** begin Excerpt to read **

Under the Securities Act of 1933, as amended (the “Securities Act”), any public securities offering must be registered with the Securities and Exchange Commission (the “SEC”). In a follow-on public offering, a publicly reporting company offers securities to the public in an offering registered with the SEC subsequent to the completion of the issuer’s initial public offering.

Form S-3 and Rule 415 Eligibility

The general form for registration of securities under the Securities Act is Form S-1. A filing made on Form S-1 must include extensive disclosure regarding the issuer and the offering, including, among other things, audited financial statements, a description of the issuer’s business and properties, management’s discussion and analysis of financial condition and results of operations, identification of and certain information regarding officers and directors of the issuer and its principal stockholders, the terms of the offering, and risk factors and plan of distribution (such as underwriting arrangements) for the offering.

As an alternative to the filing of a Form S-1, issuers that meet the requisite conditions may register offerings on Form S-3, a “short-form” registration pursuant to which certain information about the issuer may be incorporated by reference from previous and future filings made by the issuer with the SEC under the Securities Exchange Act of 1934, as amended (the “Exchange Act”). It should be noted that Form S-1 also allows incorporation by reference under certain conditions, but only to prior filings made under the Exchange Act. By incorporating by reference future filings made by the issuer under the Exchange Act, a Form S-3 registration statement obviates the need to file post-effective amendments when, for example, the issuer’s financial statements included in the initial registration statement are no longer deemed current, or there are otherwise material changes that have occurred to the issuer that are disclosed in filings made with the SEC.

** end Excerpt to read **
** begin Supplied information **

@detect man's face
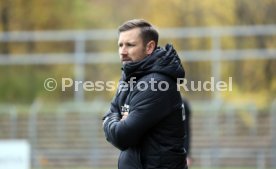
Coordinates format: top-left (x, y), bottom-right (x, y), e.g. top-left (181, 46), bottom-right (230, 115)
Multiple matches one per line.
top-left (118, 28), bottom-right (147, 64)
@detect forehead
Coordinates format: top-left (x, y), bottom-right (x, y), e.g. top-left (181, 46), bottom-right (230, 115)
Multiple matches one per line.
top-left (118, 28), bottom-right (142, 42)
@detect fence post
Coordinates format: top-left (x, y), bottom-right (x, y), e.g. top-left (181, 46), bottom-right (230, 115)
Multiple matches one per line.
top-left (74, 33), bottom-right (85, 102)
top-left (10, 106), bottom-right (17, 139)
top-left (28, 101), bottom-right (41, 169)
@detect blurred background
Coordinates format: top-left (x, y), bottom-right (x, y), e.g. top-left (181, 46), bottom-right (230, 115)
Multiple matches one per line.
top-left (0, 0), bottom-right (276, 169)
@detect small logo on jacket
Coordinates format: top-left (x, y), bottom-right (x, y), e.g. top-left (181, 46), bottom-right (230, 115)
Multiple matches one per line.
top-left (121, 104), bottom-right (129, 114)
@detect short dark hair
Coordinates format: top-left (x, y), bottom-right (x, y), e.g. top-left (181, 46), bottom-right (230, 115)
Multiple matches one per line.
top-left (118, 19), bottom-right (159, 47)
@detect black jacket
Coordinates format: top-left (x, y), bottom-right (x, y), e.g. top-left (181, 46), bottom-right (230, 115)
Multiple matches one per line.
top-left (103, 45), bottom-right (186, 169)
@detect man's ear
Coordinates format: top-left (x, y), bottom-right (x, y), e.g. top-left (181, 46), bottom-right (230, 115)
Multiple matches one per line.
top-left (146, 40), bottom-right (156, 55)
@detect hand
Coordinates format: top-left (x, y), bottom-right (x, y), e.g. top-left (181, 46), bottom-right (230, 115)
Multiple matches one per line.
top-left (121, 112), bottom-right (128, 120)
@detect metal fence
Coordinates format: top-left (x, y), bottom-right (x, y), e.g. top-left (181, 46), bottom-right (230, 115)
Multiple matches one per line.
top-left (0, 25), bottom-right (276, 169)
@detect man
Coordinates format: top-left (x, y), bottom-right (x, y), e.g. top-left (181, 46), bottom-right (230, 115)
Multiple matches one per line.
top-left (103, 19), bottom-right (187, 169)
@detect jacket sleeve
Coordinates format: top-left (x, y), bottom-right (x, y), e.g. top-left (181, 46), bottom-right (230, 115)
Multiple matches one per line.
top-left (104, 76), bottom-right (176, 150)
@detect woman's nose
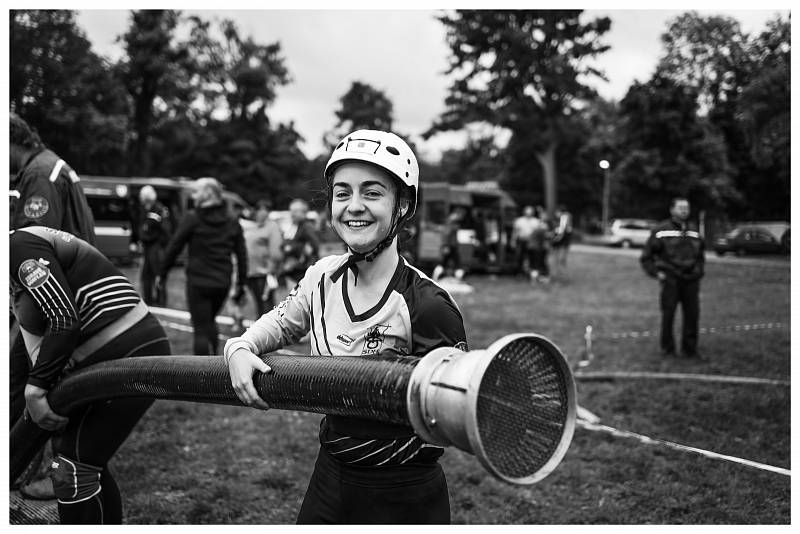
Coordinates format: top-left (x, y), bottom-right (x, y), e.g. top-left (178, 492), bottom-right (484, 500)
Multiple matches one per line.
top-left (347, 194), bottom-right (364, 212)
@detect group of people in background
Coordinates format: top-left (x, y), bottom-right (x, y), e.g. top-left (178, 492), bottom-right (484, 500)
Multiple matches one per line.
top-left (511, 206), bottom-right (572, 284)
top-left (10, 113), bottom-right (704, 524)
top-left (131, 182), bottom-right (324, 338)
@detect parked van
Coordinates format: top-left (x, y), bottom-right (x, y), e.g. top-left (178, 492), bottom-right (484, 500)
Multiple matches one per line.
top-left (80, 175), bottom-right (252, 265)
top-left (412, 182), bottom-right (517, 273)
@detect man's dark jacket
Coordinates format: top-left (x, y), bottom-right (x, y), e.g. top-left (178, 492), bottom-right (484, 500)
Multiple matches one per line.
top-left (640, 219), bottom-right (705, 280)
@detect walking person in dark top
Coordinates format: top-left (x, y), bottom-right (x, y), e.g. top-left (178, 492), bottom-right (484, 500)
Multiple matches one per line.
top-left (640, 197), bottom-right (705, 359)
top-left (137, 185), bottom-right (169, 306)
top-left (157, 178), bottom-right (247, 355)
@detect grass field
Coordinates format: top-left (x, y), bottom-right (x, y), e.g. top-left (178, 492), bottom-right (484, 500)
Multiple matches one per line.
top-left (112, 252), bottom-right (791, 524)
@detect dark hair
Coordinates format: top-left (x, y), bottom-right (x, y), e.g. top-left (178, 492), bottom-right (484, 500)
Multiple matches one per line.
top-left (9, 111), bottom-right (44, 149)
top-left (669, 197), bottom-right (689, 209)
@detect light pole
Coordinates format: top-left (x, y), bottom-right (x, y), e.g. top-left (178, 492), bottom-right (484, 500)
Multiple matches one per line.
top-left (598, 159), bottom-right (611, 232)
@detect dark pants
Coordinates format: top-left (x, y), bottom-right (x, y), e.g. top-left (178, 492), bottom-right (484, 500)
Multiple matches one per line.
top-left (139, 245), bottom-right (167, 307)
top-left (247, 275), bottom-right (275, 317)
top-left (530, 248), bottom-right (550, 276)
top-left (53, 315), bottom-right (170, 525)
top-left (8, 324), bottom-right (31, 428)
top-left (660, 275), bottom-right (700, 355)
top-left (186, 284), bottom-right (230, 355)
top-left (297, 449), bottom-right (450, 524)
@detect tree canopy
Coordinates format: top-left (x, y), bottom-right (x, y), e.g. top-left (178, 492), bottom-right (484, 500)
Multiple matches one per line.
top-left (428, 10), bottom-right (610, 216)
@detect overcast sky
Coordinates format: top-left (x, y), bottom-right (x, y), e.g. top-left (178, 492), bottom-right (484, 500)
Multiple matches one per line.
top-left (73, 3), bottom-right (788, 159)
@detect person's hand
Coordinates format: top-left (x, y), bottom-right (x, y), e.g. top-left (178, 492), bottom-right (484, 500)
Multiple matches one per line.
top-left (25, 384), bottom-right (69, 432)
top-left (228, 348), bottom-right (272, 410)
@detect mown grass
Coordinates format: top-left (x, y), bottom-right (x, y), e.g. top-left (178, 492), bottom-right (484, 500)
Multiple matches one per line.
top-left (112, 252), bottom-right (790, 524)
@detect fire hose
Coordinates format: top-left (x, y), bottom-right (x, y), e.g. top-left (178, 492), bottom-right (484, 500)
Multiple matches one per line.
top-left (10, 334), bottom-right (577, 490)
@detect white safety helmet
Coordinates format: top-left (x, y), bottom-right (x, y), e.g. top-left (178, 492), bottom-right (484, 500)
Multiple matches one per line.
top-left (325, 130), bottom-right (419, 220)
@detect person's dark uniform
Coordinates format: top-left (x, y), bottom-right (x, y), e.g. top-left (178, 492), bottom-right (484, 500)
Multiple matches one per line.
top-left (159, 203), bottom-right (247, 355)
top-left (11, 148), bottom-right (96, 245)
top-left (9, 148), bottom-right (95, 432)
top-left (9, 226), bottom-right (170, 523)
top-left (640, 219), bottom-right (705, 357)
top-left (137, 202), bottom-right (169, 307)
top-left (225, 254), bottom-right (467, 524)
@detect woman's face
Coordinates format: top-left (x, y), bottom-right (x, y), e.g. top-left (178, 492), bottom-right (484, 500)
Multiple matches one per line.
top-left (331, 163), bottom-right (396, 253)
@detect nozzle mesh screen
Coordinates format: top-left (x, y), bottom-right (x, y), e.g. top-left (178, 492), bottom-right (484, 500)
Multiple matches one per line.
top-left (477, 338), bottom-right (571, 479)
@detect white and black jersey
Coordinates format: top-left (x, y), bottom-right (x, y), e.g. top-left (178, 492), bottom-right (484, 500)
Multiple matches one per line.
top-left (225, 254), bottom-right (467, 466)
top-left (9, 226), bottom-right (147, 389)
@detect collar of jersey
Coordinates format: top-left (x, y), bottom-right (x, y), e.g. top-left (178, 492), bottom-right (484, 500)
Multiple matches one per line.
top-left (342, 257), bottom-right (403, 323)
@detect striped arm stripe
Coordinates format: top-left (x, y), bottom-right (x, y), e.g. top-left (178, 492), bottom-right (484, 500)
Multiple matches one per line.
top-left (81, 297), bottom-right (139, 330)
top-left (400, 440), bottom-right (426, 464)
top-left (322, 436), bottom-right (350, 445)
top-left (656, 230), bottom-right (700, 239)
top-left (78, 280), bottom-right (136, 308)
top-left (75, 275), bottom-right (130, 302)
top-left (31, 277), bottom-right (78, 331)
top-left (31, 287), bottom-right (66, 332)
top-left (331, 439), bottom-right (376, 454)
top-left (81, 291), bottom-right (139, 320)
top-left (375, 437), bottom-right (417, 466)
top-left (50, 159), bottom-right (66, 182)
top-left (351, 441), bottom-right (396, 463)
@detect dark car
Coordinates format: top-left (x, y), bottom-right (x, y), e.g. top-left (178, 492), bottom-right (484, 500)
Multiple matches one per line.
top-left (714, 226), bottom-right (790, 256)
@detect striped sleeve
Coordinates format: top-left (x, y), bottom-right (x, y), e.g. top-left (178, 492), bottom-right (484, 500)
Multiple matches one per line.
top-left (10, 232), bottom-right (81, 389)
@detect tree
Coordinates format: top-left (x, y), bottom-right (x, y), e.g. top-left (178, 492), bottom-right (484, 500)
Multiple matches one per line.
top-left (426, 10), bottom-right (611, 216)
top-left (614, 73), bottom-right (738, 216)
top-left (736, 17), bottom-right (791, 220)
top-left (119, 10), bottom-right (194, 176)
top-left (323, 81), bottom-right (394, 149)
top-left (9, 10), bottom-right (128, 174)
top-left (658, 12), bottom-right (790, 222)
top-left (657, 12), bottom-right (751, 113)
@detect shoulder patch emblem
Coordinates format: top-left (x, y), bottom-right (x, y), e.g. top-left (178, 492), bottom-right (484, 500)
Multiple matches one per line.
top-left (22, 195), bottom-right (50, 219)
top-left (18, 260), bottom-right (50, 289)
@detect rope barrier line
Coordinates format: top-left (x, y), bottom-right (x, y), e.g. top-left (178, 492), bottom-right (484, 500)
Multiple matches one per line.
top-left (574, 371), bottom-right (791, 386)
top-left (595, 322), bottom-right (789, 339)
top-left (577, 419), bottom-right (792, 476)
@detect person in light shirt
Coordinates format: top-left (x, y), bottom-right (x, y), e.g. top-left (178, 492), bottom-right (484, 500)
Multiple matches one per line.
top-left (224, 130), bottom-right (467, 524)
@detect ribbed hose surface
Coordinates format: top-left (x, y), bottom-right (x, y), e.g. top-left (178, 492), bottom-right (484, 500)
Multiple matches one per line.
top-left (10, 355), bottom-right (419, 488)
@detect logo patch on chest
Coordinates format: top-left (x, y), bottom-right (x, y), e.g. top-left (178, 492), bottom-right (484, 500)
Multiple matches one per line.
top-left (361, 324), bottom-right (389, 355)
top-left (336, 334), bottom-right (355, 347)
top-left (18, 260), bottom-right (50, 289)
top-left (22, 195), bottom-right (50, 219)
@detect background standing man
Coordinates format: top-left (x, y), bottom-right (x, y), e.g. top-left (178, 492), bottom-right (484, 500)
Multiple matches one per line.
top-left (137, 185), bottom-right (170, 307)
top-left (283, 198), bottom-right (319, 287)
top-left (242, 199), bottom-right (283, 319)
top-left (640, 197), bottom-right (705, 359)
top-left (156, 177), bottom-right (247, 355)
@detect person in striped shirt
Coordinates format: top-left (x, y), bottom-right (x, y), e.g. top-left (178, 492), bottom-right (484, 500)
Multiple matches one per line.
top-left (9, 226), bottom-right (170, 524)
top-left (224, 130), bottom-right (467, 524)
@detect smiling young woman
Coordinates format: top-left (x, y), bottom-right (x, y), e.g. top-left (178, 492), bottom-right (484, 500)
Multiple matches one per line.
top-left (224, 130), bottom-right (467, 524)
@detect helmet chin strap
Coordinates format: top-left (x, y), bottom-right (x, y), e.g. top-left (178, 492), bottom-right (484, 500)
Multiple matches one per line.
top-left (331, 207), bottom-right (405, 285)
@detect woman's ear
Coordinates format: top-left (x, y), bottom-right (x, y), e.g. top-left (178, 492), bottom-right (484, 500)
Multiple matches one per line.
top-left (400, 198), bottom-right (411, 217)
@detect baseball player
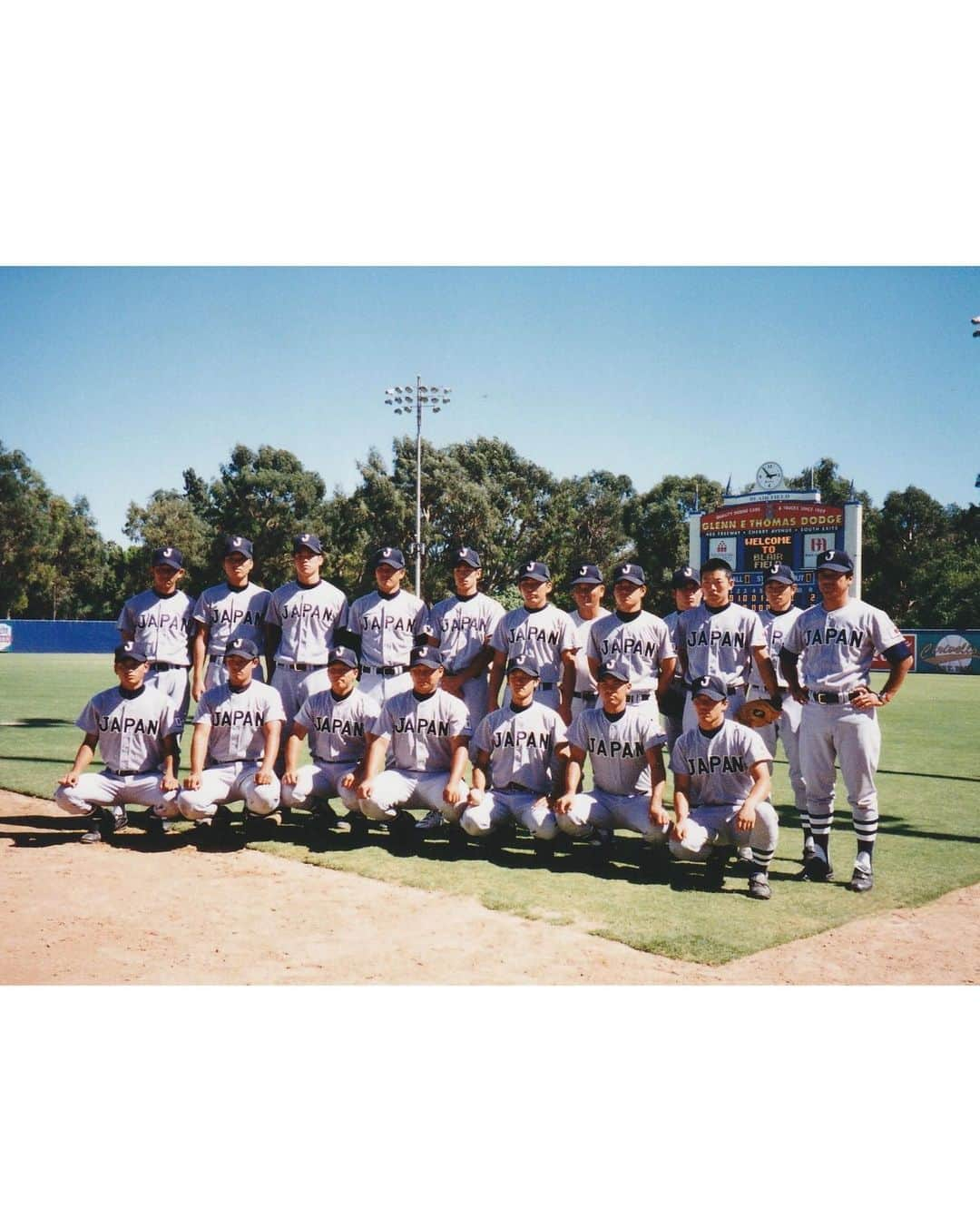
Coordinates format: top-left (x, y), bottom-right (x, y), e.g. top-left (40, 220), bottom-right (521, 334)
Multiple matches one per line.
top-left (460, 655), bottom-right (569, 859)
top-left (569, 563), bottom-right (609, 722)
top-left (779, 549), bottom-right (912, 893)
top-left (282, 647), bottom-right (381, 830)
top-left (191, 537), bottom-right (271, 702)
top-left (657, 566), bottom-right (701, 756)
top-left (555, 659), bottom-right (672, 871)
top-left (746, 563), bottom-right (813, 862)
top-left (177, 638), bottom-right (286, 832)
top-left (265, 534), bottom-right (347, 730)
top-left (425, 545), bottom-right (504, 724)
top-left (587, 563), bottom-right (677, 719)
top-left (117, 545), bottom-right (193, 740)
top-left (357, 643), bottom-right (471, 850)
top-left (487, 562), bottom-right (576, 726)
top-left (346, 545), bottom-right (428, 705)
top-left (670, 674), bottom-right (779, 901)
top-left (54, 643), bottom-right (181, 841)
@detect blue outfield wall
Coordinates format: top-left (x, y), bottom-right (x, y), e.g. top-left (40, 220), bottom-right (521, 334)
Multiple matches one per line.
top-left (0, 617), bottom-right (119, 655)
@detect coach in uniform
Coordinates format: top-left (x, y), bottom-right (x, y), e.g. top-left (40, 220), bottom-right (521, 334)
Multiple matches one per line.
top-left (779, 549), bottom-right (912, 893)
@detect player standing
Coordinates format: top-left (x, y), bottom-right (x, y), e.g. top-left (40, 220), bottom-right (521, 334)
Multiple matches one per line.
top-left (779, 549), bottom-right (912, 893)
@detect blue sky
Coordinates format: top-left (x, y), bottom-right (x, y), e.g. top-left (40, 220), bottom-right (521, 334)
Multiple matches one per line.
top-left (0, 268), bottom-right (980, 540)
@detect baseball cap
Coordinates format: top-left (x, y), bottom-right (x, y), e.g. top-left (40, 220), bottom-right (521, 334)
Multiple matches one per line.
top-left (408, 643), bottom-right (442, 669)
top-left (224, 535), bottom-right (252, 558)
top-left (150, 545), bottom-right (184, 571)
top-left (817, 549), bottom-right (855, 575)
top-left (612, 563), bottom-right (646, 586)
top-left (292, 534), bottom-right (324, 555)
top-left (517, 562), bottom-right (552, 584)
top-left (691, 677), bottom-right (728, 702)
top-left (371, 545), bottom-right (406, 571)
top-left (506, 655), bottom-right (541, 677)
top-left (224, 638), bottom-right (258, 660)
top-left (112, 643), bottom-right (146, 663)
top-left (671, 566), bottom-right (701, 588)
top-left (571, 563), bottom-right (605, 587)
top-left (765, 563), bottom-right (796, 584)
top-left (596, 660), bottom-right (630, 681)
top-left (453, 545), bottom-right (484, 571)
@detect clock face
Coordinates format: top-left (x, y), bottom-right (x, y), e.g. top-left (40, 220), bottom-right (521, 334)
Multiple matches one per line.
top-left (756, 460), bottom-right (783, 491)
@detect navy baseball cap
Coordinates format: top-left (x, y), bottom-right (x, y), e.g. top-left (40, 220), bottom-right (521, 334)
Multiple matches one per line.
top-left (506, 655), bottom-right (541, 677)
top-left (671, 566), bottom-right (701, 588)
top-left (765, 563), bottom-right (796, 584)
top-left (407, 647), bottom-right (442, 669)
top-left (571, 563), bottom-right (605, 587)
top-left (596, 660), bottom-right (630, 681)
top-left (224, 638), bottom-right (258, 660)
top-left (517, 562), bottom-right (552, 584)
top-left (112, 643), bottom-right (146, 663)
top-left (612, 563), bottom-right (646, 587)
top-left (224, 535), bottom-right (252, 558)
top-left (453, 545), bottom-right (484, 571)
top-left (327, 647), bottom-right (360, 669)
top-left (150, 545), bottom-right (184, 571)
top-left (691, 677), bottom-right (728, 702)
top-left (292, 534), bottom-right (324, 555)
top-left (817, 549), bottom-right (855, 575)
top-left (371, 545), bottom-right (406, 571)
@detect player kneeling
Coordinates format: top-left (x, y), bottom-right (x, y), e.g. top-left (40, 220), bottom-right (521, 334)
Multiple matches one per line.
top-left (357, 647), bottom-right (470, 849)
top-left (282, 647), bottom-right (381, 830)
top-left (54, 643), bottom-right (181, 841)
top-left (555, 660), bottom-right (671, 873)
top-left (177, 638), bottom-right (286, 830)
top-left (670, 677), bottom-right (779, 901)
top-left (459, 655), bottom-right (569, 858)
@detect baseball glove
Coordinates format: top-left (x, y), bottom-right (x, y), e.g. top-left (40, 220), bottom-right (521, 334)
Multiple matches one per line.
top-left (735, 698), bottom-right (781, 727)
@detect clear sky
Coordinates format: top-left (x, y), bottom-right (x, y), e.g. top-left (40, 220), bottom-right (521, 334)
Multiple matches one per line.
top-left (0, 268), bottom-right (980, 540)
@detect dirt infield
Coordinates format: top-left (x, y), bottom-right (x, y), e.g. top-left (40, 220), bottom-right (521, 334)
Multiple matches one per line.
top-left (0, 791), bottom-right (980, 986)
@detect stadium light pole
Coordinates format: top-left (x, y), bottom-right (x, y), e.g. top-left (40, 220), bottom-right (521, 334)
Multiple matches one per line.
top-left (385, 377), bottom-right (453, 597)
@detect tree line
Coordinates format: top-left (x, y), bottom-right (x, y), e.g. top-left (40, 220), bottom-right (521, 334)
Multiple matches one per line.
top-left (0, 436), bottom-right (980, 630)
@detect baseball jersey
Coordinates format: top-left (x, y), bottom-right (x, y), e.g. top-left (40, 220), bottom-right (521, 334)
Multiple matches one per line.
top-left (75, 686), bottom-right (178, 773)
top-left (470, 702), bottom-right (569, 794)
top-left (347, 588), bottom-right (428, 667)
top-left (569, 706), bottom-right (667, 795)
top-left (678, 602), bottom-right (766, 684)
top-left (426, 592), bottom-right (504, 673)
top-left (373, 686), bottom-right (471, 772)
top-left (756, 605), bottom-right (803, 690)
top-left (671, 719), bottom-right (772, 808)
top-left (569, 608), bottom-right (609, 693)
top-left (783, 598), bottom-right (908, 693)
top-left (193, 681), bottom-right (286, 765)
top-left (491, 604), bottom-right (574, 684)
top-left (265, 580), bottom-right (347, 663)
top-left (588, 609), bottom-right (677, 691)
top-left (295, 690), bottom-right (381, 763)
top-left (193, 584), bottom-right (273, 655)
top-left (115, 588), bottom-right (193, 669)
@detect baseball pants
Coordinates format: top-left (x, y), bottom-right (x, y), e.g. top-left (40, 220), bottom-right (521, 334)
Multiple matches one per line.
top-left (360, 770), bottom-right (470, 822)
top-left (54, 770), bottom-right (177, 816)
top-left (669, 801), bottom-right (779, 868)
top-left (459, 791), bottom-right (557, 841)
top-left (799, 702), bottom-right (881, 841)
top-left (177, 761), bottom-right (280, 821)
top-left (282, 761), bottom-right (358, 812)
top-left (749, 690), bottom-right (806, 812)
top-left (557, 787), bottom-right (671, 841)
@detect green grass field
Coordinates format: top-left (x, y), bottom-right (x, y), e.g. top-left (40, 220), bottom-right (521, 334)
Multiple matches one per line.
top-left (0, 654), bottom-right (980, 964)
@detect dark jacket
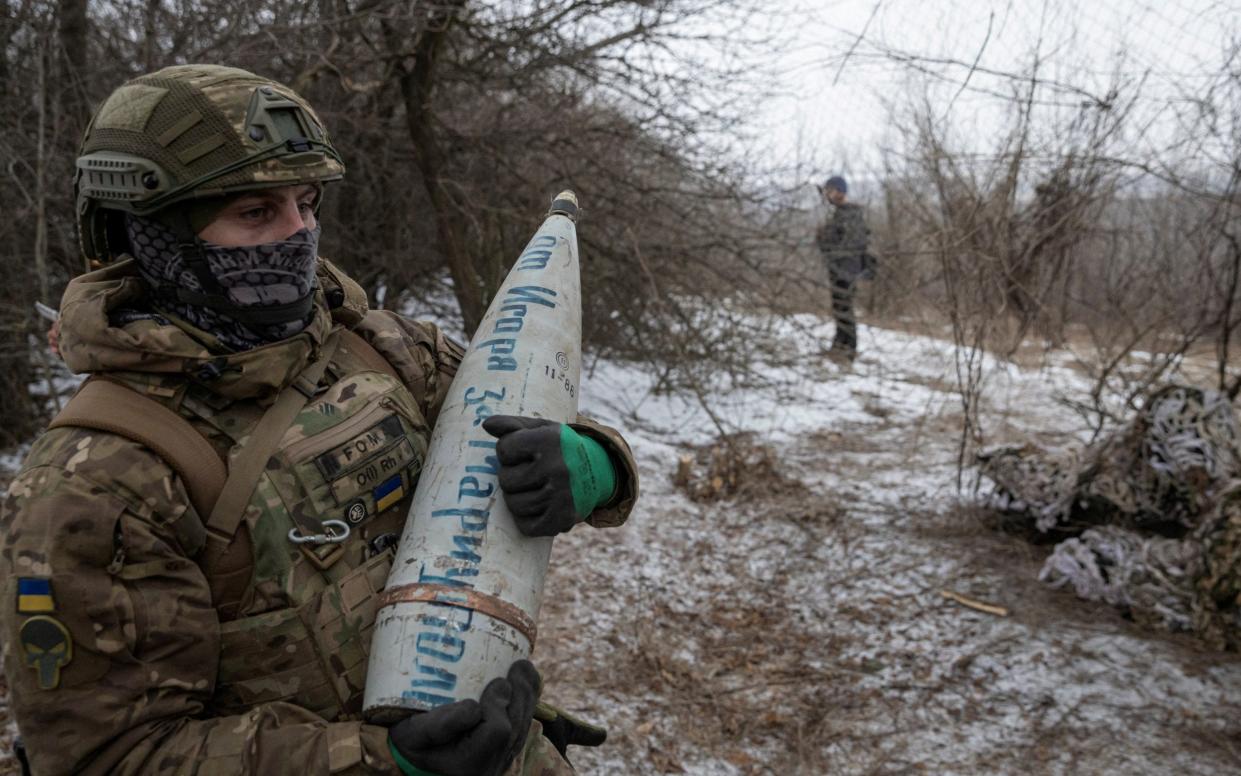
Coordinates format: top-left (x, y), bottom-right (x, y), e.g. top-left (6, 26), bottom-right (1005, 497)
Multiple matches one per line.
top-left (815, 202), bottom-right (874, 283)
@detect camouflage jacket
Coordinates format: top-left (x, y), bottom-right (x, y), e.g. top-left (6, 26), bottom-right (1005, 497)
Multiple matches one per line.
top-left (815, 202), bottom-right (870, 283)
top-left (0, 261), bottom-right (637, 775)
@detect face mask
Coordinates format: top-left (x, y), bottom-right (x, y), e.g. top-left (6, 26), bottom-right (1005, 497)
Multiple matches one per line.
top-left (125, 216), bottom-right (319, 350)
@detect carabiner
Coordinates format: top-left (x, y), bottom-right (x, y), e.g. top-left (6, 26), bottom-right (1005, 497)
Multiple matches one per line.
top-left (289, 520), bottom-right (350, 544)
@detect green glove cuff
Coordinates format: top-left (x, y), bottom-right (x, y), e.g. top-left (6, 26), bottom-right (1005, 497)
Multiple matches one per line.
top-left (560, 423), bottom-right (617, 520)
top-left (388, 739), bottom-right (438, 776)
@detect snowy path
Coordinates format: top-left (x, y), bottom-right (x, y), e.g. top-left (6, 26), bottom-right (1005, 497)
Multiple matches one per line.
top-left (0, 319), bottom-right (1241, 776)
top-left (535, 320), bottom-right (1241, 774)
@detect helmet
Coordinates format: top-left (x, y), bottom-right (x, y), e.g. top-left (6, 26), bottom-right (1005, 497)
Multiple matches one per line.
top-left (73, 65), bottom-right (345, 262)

** end Supplied information **

## List of tasks
(a) Please summarize the securities registration excerpt in two sentences.
(b) According to the securities registration excerpt, which form is the general form for registering securities under the Securities Act?

## Exercise solutions
(a) Under the Securities Act, any public securities offering must be registered with the SEC, and a follow-on offering is a registered offering that a publicly reporting company makes after completing its initial public offering. Form S-1 is the general registration form and demands extensive disclosure, but eligible issuers may instead use the short-form Form S-3, which incorporates by reference both prior and future Exchange Act filings and so removes the need for post-effective amendments when financial statements become outdated or material changes occur.

(b) Form S-1.